O ministro Alexandre de Moraes, do Supremo Tribunal Federal (STF), pediu nesta quarta-feira (15/09) vista do processo sobre o marco temporal para demarcações de terras indígenas.

O marco, defendido por ruralistas e pelo governo federal, estabelece que os povos indígenas só teriam direito a reivindicar as terras já ocupadas por eles em outubro de 1988, quando foi promulgada a Constituição. Se não estivessem na terra, precisariam estar em disputa judicial ou em conflito comprovado pela área naquela data.

O julgamento havia sido retomado nesta quarta e está empatado em um voto a favor e um contra o marco temporal. O primeiro ministro a votar, na quinta-feira passada, foi o relator do caso, Edson Fachin, que se declarou contra o dispositivo. Fachin afirmou que a Constituição garante aos indígenas o direito originário sobre as suas terras, e que o marco temporal poderia trazer ainda mais obstáculos para que esses povos preservassem sua cultura e modo de vida.

===

**OBJETIVO:** Dê continuidade ao texto acima, sobre o julgamento do marco temporal no STF, começando logo depois da última frase.

===

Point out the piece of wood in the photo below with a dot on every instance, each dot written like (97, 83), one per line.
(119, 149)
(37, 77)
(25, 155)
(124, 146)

===

**RESULTADO:**
Nesta quarta, o ministro Nunes Marques votou a favor do marco. Ele argumentou que a posse de povos indígenas sobre terras deveria existir até 1988, pois a falta de um limite temporal levaria à "expansão ilimitada" para áreas "já incorporadas ao mercado imobiliário".

Moraes seria o terceiro ministro a votar, mas pediu vista alegando que Nunes Marques havia apresentado novos temas que precisavam ser analisados por ele. O julgamento será retomado quando Moraes devolver o processo e o presidente do Supremo incluir o tema na pauta no plenário, e não há prazo para que isso ocorra.

Argumentos em disputa

O processo em julgamento envolve a posse da Terra Indígena Ibirama, em Santa Catarina, habitada pelos povos Xokleng, Kaingang e Guarani. Mas o caso tem repercussão geral, e a decisão servirá de parâmetro para a resolução de, pelo menos, 82 casos semelhantes, segundo o Supremo.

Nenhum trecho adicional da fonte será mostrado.